-- START OF Document --
What should you do to prepare for your first prospective client meeting?

Originally published by Carmen MacDougall in MARCH 2012 – the tips shared in this post are as relevant today as they were then: “I was inspired to write this tip as one of my super duper VA Mastery Course trainees has done so well in getting her first meeting, and she is only two thirds of the way into the training, this is how very focussed and motivated she is…I am so proud!

OK are you nervous It’s OK to feel this, I think sometimes we feel that we must not feel nervous but actually a little nerves helps us to be on our toes and perform to our peak. So relax its OK!

Sometimes you could be nervous as you have had no or little experience, or you are not too sure what you should be covering in a meeting or telephone consultation of this kind.

Prep is Key!
-- END OF Document --
-- START OF Provided material --
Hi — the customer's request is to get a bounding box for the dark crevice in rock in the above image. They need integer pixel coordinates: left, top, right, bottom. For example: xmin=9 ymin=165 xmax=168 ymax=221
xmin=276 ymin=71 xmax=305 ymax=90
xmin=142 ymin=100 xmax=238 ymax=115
-- END OF Provided material --
> [Problem 1] In what month and year was the client meeting post originally published?
> [Problem 2] In one to three sentences, explain why the client meeting post says it is all right to feel nervous before the meeting.
> [Problem 3] Reproduce the part of the client meeting post starting with "What should you" and going on through "Prep is Key!".
The data are separate from the client meeting post.

> [Solution 1] It was originally published in March 2012.

> [Solution 2] The post says a little nervousness keeps you on your toes and helps you perform at your peak. It adds that people sometimes think they must not feel nervous, but they can relax because the feeling is normal.

> [Solution 3]
What should you do to prepare for your first prospective client meeting?

Originally published by Carmen MacDougall in MARCH 2012 – the tips shared in this post are as relevant today as they were then: “I was inspired to write this tip as one of my super duper VA Mastery Course trainees has done so well in getting her first meeting, and she is only two thirds of the way into the training, this is how very focussed and motivated she is…I am so proud!

OK are you nervous It’s OK to feel this, I think sometimes we feel that we must not feel nervous but actually a little nerves helps us to be on our toes and perform to our peak. So relax its OK!

Sometimes you could be nervous as you have had no or little experience, or you are not too sure what you should be covering in a meeting or telephone consultation of this kind.

Prep is Key!